**WHAT YOU SHOULD DO**
Show each line of the records below that contains the string "upper", copied in full. Matches are case-sensitive.

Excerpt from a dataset
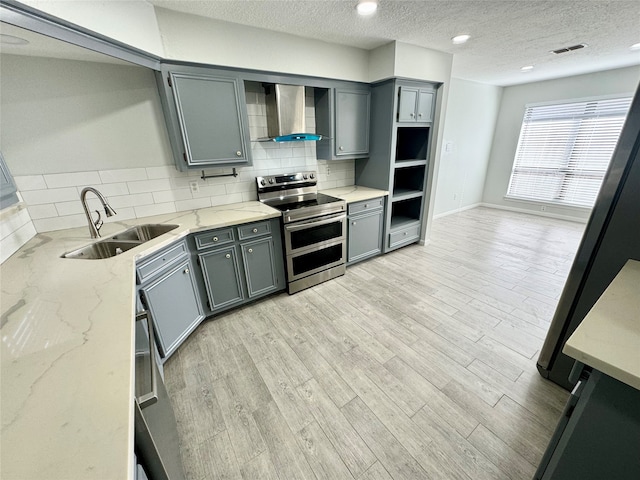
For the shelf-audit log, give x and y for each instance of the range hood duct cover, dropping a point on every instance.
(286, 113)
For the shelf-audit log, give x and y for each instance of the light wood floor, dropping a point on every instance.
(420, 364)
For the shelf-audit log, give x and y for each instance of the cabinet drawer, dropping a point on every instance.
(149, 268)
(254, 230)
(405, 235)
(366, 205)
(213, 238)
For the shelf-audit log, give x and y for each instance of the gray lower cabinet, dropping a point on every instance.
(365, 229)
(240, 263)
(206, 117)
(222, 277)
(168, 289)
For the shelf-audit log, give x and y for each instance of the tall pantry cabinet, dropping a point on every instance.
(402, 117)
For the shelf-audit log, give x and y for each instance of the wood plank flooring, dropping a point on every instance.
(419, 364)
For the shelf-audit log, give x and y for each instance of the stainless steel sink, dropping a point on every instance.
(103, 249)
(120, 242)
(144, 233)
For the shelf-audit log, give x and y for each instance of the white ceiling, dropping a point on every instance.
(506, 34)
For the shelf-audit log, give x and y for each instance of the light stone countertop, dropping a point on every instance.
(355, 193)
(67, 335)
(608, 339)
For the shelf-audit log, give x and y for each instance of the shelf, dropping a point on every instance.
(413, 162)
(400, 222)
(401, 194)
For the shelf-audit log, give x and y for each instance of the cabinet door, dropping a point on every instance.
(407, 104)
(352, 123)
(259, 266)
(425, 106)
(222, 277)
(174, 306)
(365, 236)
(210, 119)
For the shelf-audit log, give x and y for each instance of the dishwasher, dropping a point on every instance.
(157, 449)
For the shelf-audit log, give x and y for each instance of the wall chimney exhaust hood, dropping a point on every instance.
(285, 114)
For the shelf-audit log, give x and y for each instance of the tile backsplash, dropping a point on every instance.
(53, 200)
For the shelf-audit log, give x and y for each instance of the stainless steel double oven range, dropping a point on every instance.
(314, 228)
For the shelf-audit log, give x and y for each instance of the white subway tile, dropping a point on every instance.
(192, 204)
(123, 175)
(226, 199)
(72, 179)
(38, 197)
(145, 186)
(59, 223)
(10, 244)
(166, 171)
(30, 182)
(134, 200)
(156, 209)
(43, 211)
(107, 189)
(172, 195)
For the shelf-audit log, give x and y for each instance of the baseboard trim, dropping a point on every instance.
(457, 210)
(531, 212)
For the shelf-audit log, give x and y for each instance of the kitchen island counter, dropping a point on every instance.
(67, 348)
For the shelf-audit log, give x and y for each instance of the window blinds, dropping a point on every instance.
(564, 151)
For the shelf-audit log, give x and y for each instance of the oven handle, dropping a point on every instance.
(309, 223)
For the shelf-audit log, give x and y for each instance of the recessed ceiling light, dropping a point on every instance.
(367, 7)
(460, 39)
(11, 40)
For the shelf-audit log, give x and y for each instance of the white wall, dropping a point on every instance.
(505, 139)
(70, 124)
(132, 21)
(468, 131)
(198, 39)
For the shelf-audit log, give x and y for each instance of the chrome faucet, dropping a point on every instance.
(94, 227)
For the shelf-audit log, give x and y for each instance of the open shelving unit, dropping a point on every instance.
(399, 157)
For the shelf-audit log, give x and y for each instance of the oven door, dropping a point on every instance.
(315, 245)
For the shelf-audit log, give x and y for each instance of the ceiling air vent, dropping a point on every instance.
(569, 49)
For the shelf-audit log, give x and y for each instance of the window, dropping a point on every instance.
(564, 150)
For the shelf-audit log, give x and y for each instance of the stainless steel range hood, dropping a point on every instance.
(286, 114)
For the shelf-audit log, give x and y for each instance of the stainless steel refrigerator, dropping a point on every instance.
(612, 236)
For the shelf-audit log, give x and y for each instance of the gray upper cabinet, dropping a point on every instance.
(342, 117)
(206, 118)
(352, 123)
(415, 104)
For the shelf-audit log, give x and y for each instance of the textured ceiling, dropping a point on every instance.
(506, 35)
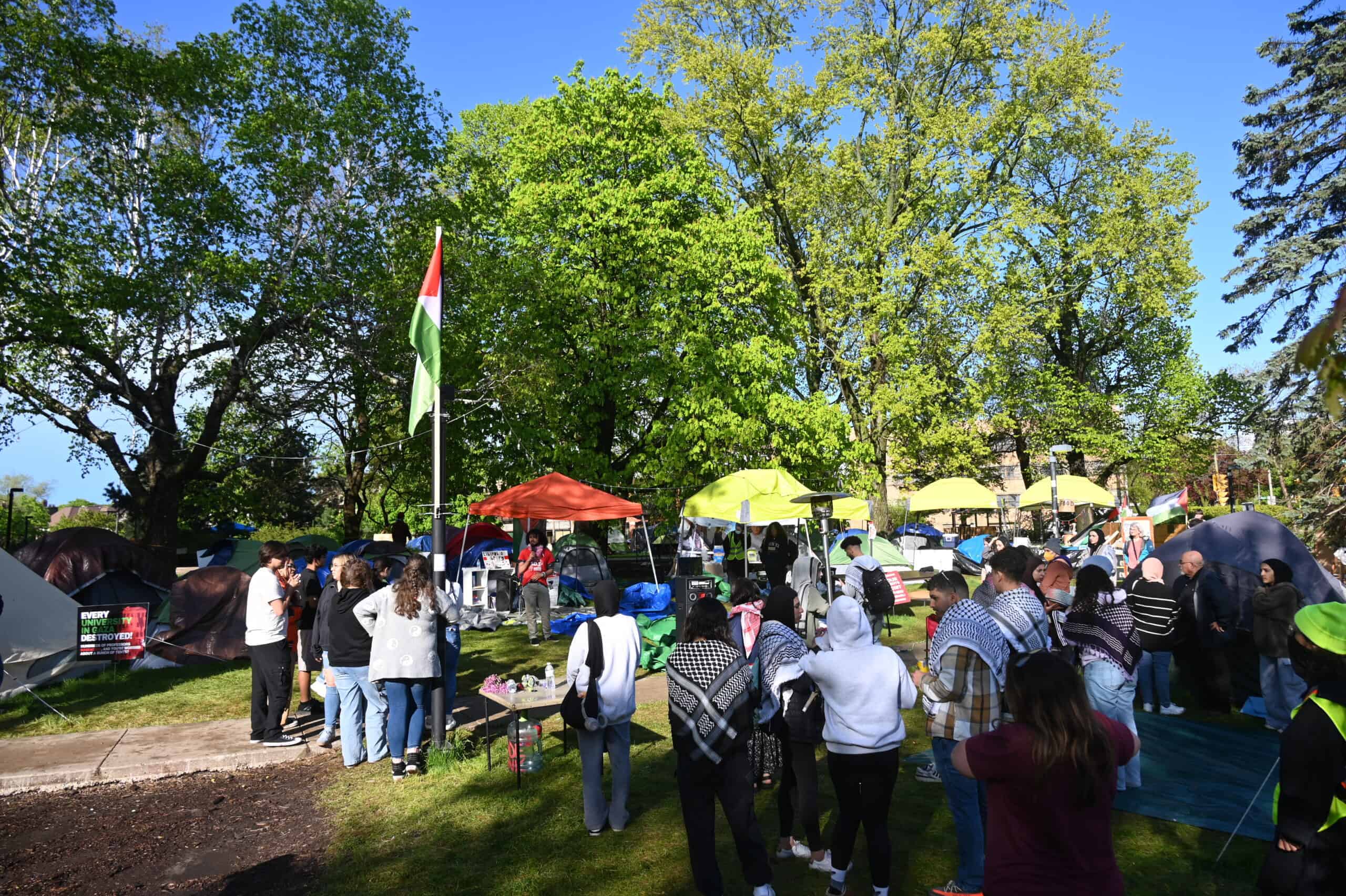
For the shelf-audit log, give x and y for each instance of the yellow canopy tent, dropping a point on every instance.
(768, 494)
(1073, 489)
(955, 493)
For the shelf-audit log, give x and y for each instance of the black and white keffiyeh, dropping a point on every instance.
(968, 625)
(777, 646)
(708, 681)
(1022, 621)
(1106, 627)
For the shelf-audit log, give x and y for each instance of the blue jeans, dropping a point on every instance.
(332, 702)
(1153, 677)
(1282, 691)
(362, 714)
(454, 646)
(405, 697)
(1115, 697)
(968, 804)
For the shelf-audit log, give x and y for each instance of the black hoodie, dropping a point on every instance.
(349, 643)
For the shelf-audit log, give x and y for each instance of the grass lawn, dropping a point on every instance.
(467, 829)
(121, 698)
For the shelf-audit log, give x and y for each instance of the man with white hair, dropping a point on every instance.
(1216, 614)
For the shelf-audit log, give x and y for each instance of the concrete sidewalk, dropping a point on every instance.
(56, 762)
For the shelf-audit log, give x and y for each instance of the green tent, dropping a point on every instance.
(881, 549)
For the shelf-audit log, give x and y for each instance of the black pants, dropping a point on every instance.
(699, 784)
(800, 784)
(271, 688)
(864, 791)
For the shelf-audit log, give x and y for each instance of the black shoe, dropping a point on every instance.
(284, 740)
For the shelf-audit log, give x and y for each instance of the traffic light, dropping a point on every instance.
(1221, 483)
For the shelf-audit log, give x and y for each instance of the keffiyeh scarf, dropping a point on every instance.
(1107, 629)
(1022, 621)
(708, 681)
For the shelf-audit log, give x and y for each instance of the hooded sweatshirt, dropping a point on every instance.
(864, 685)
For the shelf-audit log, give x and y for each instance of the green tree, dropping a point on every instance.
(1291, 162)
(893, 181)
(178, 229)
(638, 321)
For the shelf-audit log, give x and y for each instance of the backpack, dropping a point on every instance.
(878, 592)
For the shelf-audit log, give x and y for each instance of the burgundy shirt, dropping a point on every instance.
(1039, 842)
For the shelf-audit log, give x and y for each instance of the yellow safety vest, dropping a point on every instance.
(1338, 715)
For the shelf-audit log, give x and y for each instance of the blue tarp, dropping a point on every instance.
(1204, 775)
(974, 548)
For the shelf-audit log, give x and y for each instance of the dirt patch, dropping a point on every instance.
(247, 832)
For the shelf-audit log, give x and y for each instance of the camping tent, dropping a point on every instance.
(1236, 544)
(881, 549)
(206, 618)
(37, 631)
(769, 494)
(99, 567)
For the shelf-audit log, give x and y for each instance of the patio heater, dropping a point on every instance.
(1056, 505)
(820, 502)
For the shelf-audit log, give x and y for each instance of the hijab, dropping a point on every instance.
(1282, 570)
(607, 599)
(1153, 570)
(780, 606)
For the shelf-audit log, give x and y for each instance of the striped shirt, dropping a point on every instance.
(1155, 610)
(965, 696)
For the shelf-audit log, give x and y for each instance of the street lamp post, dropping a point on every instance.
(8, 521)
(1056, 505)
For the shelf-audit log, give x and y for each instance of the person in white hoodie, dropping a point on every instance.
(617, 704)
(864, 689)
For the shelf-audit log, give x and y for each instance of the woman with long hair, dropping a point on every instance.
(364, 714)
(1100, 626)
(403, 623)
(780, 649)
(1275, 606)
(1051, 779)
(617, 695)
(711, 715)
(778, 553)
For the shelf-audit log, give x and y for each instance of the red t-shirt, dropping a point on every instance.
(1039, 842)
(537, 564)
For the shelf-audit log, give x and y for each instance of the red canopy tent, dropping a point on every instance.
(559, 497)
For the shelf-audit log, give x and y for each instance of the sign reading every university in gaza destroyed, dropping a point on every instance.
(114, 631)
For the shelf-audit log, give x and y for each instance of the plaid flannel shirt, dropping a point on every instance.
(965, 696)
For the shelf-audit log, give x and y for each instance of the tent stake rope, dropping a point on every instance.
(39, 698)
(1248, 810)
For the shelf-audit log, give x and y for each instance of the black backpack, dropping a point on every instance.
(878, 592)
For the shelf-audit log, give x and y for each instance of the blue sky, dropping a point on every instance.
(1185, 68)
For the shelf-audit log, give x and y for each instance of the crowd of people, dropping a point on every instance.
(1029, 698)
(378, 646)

--

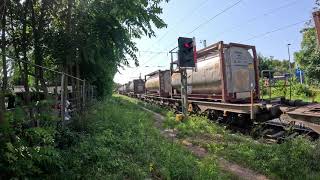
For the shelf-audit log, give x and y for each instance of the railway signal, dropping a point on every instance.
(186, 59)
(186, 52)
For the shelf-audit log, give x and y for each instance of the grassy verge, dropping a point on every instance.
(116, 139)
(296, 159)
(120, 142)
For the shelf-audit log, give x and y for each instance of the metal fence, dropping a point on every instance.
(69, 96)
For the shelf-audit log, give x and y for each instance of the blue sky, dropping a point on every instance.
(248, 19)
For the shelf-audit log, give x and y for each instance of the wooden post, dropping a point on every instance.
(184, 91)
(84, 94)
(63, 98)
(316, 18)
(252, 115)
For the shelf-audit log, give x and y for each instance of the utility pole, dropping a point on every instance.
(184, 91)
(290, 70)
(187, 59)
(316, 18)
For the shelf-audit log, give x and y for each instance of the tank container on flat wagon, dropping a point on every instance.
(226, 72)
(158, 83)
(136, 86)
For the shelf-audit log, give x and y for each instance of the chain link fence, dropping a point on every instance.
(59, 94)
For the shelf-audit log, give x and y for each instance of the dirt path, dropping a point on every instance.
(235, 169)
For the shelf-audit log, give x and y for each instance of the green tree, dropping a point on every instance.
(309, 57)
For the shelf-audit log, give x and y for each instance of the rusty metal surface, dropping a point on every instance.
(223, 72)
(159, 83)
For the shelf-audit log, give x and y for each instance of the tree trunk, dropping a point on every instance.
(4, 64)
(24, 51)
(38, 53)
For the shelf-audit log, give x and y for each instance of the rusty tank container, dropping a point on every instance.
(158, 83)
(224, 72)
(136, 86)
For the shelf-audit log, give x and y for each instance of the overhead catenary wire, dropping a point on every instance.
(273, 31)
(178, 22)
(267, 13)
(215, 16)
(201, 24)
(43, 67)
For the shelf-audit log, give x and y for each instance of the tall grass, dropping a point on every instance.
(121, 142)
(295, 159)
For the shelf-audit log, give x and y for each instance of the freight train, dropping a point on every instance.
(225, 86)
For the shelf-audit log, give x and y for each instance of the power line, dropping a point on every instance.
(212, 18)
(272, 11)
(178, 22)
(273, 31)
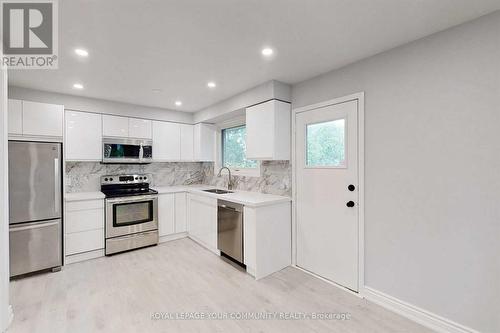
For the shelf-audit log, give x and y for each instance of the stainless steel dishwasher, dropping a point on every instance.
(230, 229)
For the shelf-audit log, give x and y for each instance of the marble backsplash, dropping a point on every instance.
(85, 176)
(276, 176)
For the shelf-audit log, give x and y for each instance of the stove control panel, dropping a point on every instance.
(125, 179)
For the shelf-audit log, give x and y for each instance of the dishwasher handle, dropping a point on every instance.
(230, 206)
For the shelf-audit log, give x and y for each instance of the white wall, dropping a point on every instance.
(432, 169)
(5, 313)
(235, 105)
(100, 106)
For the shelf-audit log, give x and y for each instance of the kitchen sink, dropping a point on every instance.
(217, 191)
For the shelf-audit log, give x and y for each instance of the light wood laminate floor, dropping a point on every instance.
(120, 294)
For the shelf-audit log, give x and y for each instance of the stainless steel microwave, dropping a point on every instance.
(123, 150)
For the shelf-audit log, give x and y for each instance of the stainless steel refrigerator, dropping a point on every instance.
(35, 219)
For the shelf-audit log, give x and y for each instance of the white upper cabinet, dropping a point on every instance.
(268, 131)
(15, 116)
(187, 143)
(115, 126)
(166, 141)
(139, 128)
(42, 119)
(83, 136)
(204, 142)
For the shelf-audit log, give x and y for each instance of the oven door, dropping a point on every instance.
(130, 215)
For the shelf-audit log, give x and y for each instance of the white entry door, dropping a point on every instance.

**RESPONSE TO THIS EXERCISE**
For the shelf-audit log, give x and y for each instance of the gray upper cabinet, dropping a point on every instance.
For the shelf-audit log, give x and y for each instance of the white upper cabinet, dropping a point on every instance.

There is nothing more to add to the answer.